SOURCE EXTRACT:
--------------------
7. Exercise of Rights; Exercise Price; Expiration Date of Rights.
(a) Subject to Sections 7(e), 23(b) and 24(b) hereof, the registered holder of
any Rights Certificate may exercise the Rights evidenced thereby (except as
otherwise provided herein) in whole or in part at any time after the
Distribution Date and prior to the Close of Business on the Expiration Date by
surrender of the Rights Certificate, with the form of election to purchase on
the reverse side thereof duly executed, to the Rights Agent at the principal
office of the Rights Agent, together with payment of the Exercise Price for each
one-thousandth of a Preferred Share (or, following a Triggering Event, other
securities, cash or other assets as the case may be) as to which the Rights are
exercised.
(b) The Exercise Price for each one-thousandth of a Preferred Share issuable
pursuant to the exercise of a Right shall initially be Thirty Dollars ($30. 00),
shall be subject to adjustment from time to time as provided in Sections 11 and
13 hereof and shall be payable in lawful money of the United States of America
in accordance with paragraph (c) below.
(c) Upon receipt of a Rights Certificate representing exercisable Rights, with
the form of election to purchase duly executed, accompanied by payment of the
Exercise Price for the number of one-thousandths of a Preferred Share (or,
following a Triggering Event, other securities, cash or other assets as the case
may be) to be purchased and an amount equal to any applicable transfer tax
required to be paid by the holder of such Rights Certificate in accordance with
Section 9(e) hereof, the Rights Agent shall, subject to Section 20(k) hereof,
thereupon promptly (i) (A) requisition from any transfer agent of the Preferred
Shares (or make available, if the Rights Agent is the transfer agent for the
Preferred Shares) a certificate or certificates for the number of
one-thousandths of a Preferred Share (or, following a Triggering Event, other
securities, cash or other assets as the case may be) to be purchased and the
Company hereby irrevocably authorizes its transfer agent to comply with all such
requests or (B) if the Company shall have elected to deposit the total number of
one-thousandths of a Preferred Share (or, following a Triggering Event, other
securities, cash or other assets as the case may be) issuable upon exercise of
the Rights hereunder with a depositary agent, requisition from the depositary
agent depositary receipts representing such number of one-thousandths of a
Preferred Share (or, following a Triggering Event, other securities, cash or
other assets as the case may be) as are to be purchased (in which case
certificates for the Preferred Shares (or, following a Triggering Event, other
securities, cash or other assets as the case may be) represented by such
receipts shall be deposited by the transfer agent with the depositary agent) and
the Company hereby directs the depositary agent to comply with such request,
(ii) when appropriate, requisition from the Company the amount of cash to be
paid in lieu of issuance of fractional shares in accordance with Section 14
hereof, (iii) after receipt of such certificates or depositary receipts, cause
the same to be delivered to or upon the order of the registered holder of such
Rights Certificate, registered in such name or names as may be designated by
such holder and (iv) when appropriate, after receipt thereof, deliver such cash
to or upon the order of the registered holder of such Rights Certificate. The
payment of the Exercise Price (as such amount may be reduced (including to zero)
--------------------
[Stored items from a collection]

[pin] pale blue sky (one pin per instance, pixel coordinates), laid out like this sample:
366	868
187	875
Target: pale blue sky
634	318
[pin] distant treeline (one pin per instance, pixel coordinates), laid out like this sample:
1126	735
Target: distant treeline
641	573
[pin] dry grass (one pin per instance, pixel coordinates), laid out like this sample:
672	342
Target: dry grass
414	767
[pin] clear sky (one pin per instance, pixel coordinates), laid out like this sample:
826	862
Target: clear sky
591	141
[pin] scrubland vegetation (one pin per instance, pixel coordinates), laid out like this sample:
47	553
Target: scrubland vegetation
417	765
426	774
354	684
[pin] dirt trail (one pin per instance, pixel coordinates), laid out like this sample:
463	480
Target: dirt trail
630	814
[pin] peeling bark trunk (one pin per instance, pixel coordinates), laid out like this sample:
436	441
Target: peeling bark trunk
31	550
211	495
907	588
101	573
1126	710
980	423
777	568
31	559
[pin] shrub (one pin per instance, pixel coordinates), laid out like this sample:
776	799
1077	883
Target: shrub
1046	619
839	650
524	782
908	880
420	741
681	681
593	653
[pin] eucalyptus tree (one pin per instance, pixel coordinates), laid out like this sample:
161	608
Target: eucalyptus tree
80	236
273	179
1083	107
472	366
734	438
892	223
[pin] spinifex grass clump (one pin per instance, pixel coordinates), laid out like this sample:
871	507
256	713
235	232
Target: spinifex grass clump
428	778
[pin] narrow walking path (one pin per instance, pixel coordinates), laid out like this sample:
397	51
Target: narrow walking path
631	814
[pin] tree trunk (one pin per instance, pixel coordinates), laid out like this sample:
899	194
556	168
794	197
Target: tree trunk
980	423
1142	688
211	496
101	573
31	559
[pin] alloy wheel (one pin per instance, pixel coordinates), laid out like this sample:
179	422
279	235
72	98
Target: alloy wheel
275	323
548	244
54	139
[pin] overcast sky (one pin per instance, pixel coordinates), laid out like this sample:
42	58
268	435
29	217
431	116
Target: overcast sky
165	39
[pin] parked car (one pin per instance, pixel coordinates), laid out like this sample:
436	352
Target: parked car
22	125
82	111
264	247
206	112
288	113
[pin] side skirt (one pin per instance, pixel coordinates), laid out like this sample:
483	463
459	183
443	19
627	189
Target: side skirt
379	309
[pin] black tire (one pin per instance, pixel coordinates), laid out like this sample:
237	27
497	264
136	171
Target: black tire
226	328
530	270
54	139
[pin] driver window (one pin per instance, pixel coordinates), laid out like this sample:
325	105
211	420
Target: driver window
--------------------
ACTIONS TO TAKE:
• a. Rewrite the rights agreement excerpt from "(b) The Exercise" up to and including "paragraph (c) below.", changing "paragraph" to "subsection".
• b. Lay out the lines of the listing as a JSON list of strings, one string per line and blank lines omitted, from the line with "[pin] narrow walking" up to and including the last line of the listing. Include only those lines.
The rights agreement excerpt and the listing are unrelated pieces of material.

ANSWERS PER TASK:
• a.
(b) The Exercise Price for each one-thousandth of a Preferred Share issuable
pursuant to the exercise of a Right shall initially be Thirty Dollars ($30. 00),
shall be subject to adjustment from time to time as provided in Sections 11 and
13 hereof and shall be payable in lawful money of the United States of America
in accordance with subsection (c) below.

• b.
[
  "[pin] narrow walking path (one pin per instance, pixel coordinates), laid out like this sample:",
  "397\t51",
  "Target: narrow walking path",
  "631\t814",
  "[pin] tree trunk (one pin per instance, pixel coordinates), laid out like this sample:",
  "899\t194",
  "556\t168",
  "794\t197",
  "Target: tree trunk",
  "980\t423",
  "1142\t688",
  "211\t496",
  "101\t573",
  "31\t559",
  "[pin] alloy wheel (one pin per instance, pixel coordinates), laid out like this sample:",
  "179\t422",
  "279\t235",
  "72\t98",
  "Target: alloy wheel",
  "275\t323",
  "548\t244",
  "54\t139",
  "[pin] overcast sky (one pin per instance, pixel coordinates), laid out like this sample:",
  "42\t58",
  "268\t435",
  "29\t217",
  "431\t116",
  "Target: overcast sky",
  "165\t39",
  "[pin] parked car (one pin per instance, pixel coordinates), laid out like this sample:",
  "436\t352",
  "Target: parked car",
  "22\t125",
  "82\t111",
  "264\t247",
  "206\t112",
  "288\t113",
  "[pin] side skirt (one pin per instance, pixel coordinates), laid out like this sample:",
  "483\t463",
  "459\t183",
  "443\t19",
  "627\t189",
  "Target: side skirt",
  "379\t309",
  "[pin] black tire (one pin per instance, pixel coordinates), laid out like this sample:",
  "237\t27",
  "497\t264",
  "136\t171",
  "Target: black tire",
  "226\t328",
  "530\t270",
  "54\t139",
  "[pin] driver window (one pin per instance, pixel coordinates), laid out like this sample:",
  "325\t105",
  "211\t420",
  "Target: driver window"
]